Author’s note: Weekends with my aiga (extended family) on Manono Island were excellent opportunities to practice my Samoan language skills. My hosts spoke no English, but were exceedingly patient and had a wonderful sense of humor – often roaring uncontrollably with laughter at my efforts to learn the language – which I eventually succeeded in doing.
Living in Samoa brings one close to life – and death. Babies are born at home. Chickens and pigs are raised, then slaughtered and eaten. Fish is caught from the sea and other delicacies are gathered daily from the reef at low tide.
Sunday mornings, we were up well before dawn to build the umu (rock oven), scrape coconuts and squeeze the shredded coconut meat through the husk into cream. I held the torch while my brother Malie knocked a pig out with a few well-aimed rocks to the head before finishing the job with a pipe pressed across its throat.
After singeing the hair off in the fire, we scrubbed and scraped it clean. I held the carcass steady as Malie slit the belly and then thrust his hand into the warm gut to rip out its contents, including the heart and liver, which we wrapped in banana leaves for the oven.
Stuffing the cavity with dry leaves, we covered it with hot rocks along with taro (starchy root), palusami (young taro leaves filled with coconut cream and fresh vegitables), bananas, and fish wrapped neatly in woven coconut leaves and covered with large green banana leaves to bake.
Manono Island is a prime example of tropical beauty and unspoiled Polynesian culture. For the most part, people live as they have for thousands of years, with the addition of one significant influence – the Church. Since 1830, Christianity has become a central part of Samoan culture.
Each village has at least one church. Everyone goes to lotu (worship services) each evening and twice on Sundays. Women dress up in white hats and puletasi (full-length dresses). Men wear white shirts and lava lava (a skirt-like wrap-around).
Kids sit together in church under the watchful eye of an adult parishioner wielding a long switch poised to quiet a fidgety youngster. The faife’au (pastor) reads scripture and delivers a thundering “fire and brimstone” message in the tradition of the early missionaries. In full and perfect harmony, the congregation sings hymns accompanied by a small organ. Monetary offerings are announced in church – a real “keep up with the Jones” obligation to the church.
Lotu-a-Tamaiti (White Sunday or Children’s Sunday) falls on the second Sunday in October and is as big a day as Christmas for the children of Samoa. It is the only day of the year that the children get the best food, eat first, and enjoy tasty deserts at home. To’ona’i (mid-day feast) is prepared by the adult family members and served to the children – a complete role reversal. As usual, the best and largest portions are given to the faife’au (pastor) as a meaalofa (love gift).
The children lead both Sunday services (morning and evening) singing songs and performing skits. At lunch, women offer their breasts to the babies – so, as we feast on baked pig, taro and fish, the little ones get mother’s own freshness.

> **Exercise instructions**
(1) According to the Samoa account, on which day does Lotu-a-Tamaiti fall?
(2) Please reproduce the part of the Samoa account starting with "Stuffing the cavity" and going on through "(a skirt-like wrap-around).".
The material that comes next plays no part in the work.

> **Extracted records**
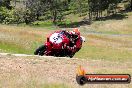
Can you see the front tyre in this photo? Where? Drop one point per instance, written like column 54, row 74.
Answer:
column 40, row 51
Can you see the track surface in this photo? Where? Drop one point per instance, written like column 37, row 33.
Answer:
column 19, row 69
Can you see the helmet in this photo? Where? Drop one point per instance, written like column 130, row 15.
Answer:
column 76, row 33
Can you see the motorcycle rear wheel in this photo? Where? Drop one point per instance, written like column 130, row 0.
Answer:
column 40, row 50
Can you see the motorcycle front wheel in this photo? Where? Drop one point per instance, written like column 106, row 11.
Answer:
column 40, row 50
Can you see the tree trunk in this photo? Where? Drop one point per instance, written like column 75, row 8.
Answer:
column 131, row 5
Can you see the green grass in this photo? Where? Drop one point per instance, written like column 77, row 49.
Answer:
column 14, row 48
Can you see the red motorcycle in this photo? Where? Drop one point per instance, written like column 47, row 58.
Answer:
column 56, row 45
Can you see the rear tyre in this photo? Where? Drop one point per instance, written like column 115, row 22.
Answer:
column 40, row 51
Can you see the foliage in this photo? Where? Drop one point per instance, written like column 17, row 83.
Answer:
column 56, row 11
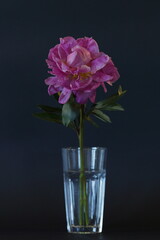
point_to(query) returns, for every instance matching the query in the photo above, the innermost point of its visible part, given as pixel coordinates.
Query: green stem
(83, 195)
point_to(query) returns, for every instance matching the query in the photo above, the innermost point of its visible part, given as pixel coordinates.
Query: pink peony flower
(79, 68)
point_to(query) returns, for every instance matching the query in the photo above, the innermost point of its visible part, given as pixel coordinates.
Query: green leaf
(49, 117)
(70, 111)
(91, 121)
(50, 109)
(102, 116)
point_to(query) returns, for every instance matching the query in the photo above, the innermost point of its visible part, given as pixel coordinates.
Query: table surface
(64, 235)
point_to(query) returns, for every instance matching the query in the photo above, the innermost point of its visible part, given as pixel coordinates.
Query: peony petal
(104, 87)
(99, 63)
(62, 53)
(74, 59)
(90, 44)
(52, 90)
(65, 95)
(80, 84)
(50, 80)
(68, 43)
(92, 86)
(84, 69)
(83, 53)
(93, 97)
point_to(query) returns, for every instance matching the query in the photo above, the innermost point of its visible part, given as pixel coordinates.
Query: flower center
(82, 76)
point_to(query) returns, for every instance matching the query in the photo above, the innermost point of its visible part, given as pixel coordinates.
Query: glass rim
(85, 148)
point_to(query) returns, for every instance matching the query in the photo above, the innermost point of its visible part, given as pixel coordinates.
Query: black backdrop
(31, 181)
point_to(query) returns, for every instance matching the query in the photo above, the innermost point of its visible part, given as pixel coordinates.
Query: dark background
(31, 181)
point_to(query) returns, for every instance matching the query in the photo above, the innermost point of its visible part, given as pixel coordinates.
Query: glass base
(84, 229)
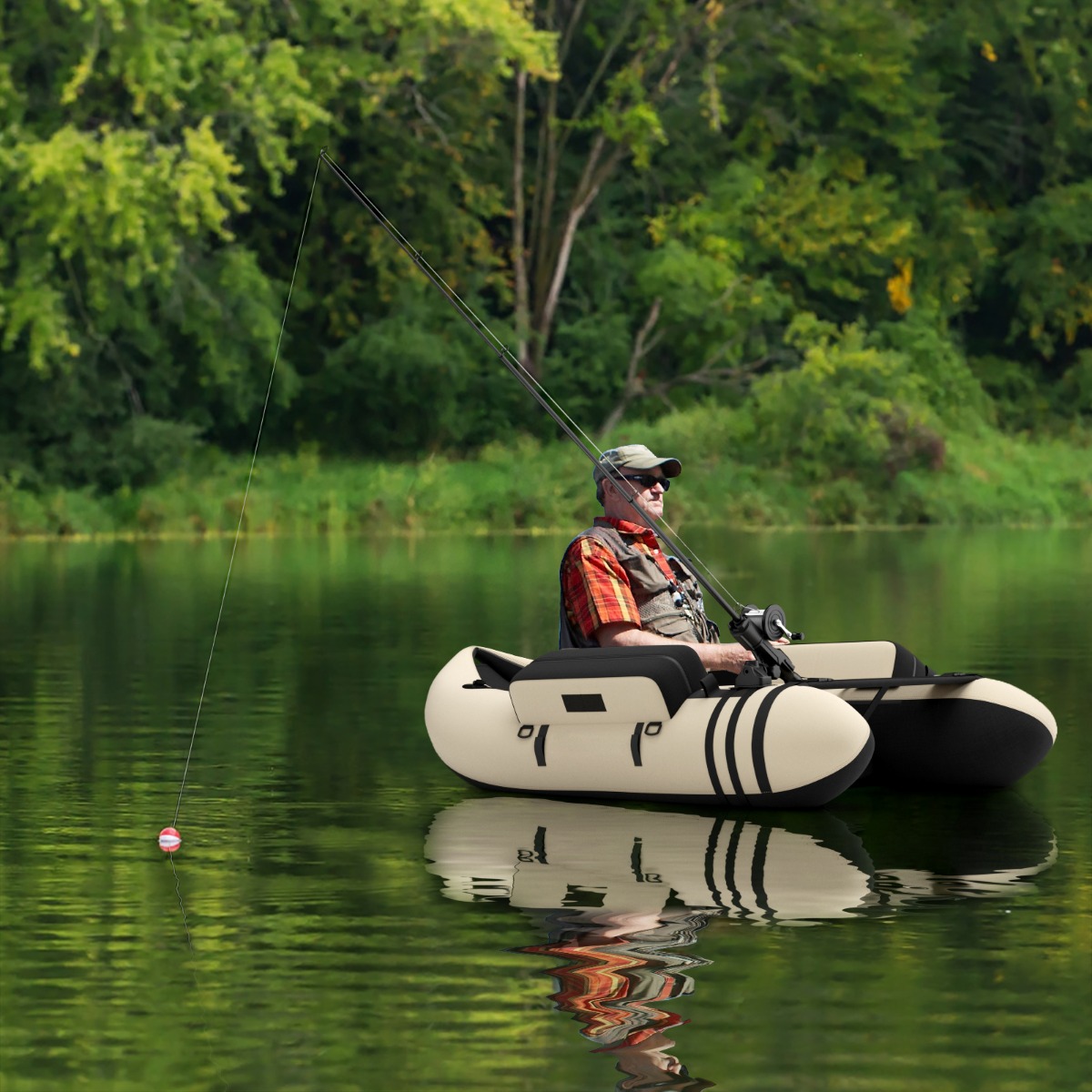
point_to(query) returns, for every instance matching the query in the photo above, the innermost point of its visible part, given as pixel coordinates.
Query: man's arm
(716, 658)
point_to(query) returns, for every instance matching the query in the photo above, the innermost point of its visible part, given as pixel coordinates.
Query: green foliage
(812, 212)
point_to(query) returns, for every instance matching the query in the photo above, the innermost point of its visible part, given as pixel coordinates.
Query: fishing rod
(753, 629)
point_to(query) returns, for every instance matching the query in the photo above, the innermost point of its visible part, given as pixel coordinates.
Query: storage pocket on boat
(607, 686)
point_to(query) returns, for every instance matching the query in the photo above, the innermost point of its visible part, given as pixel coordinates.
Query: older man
(618, 588)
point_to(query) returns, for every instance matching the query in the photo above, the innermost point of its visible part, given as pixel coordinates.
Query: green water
(344, 913)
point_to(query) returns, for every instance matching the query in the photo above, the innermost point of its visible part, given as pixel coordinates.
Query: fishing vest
(669, 607)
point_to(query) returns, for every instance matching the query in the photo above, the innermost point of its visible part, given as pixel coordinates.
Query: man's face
(649, 495)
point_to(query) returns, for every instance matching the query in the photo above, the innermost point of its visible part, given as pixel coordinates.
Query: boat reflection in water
(622, 893)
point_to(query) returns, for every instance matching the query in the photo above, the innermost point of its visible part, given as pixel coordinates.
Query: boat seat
(615, 686)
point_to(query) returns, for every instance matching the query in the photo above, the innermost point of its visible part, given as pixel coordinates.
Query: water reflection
(622, 893)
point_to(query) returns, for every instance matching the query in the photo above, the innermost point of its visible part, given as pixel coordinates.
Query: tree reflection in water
(622, 891)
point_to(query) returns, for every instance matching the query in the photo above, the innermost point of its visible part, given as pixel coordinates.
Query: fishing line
(569, 426)
(246, 494)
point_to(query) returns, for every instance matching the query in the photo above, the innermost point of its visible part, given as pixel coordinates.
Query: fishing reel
(758, 631)
(771, 622)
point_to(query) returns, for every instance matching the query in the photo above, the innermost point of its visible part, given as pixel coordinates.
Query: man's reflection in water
(617, 973)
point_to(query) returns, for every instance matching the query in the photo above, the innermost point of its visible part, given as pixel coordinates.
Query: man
(618, 588)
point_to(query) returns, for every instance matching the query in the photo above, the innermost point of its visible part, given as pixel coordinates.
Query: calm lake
(344, 913)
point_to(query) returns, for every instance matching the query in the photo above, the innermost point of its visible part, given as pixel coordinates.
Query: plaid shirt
(595, 587)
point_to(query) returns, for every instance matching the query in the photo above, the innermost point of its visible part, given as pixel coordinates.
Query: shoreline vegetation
(531, 486)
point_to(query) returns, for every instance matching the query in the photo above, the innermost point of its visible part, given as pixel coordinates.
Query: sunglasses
(648, 480)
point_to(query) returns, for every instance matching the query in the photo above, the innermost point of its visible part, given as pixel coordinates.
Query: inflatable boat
(651, 723)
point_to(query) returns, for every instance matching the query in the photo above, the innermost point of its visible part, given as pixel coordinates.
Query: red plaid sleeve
(596, 590)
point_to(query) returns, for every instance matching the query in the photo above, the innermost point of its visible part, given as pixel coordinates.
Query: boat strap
(950, 678)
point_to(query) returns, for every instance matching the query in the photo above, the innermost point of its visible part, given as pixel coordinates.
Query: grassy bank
(986, 479)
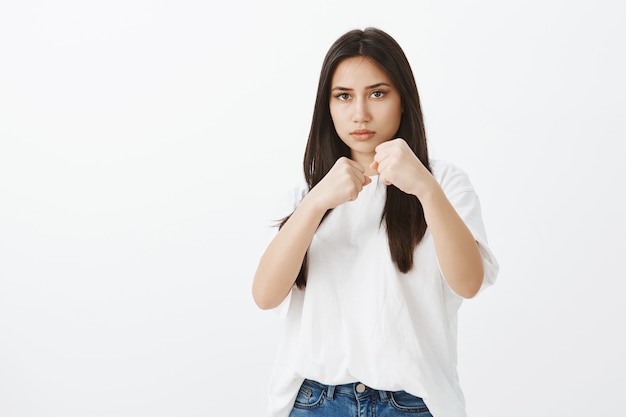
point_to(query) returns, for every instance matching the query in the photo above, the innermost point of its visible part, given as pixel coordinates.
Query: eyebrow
(366, 88)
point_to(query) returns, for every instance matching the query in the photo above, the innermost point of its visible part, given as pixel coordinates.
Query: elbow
(263, 302)
(264, 299)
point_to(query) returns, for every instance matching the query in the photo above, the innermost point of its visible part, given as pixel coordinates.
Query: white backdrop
(143, 143)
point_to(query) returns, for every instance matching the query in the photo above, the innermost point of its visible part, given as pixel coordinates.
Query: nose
(361, 111)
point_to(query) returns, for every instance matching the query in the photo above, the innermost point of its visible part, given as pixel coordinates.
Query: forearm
(280, 263)
(457, 250)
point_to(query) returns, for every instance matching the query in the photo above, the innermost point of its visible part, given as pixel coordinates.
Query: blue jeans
(355, 400)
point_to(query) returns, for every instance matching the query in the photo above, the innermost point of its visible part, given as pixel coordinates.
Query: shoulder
(292, 196)
(452, 178)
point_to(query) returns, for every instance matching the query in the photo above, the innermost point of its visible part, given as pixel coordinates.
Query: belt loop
(330, 393)
(383, 395)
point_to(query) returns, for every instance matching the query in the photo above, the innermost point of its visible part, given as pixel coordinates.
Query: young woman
(376, 252)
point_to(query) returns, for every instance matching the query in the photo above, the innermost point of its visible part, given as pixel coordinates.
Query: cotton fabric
(360, 319)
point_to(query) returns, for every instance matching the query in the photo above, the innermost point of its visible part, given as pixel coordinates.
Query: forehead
(359, 70)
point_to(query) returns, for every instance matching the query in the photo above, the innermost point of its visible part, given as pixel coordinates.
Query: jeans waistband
(357, 389)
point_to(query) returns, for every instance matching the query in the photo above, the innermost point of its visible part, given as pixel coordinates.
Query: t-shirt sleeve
(461, 194)
(285, 205)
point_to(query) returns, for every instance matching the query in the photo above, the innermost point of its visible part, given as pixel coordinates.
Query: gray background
(144, 143)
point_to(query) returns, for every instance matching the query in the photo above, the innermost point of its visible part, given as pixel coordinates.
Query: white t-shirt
(360, 319)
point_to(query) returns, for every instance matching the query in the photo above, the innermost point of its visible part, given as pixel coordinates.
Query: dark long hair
(403, 213)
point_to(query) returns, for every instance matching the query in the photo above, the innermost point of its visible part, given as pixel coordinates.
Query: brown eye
(343, 96)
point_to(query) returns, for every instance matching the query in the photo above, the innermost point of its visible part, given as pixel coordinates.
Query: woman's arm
(281, 261)
(457, 251)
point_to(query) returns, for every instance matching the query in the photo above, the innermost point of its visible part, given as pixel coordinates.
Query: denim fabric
(318, 400)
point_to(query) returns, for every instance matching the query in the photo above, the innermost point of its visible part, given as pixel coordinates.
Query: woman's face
(365, 107)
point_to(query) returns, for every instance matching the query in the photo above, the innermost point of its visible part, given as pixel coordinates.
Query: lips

> **Per-task answers**
(1) The second Sunday in October.

(2)
Stuffing the cavity with dry leaves, we covered it with hot rocks along with taro (starchy root), palusami (young taro leaves filled with coconut cream and fresh vegitables), bananas, and fish wrapped neatly in woven coconut leaves and covered with large green banana leaves to bake.
Manono Island is a prime example of tropical beauty and unspoiled Polynesian culture. For the most part, people live as they have for thousands of years, with the addition of one significant influence – the Church. Since 1830, Christianity has become a central part of Samoan culture.
Each village has at least one church. Everyone goes to lotu (worship services) each evening and twice on Sundays. Women dress up in white hats and puletasi (full-length dresses). Men wear white shirts and lava lava (a skirt-like wrap-around).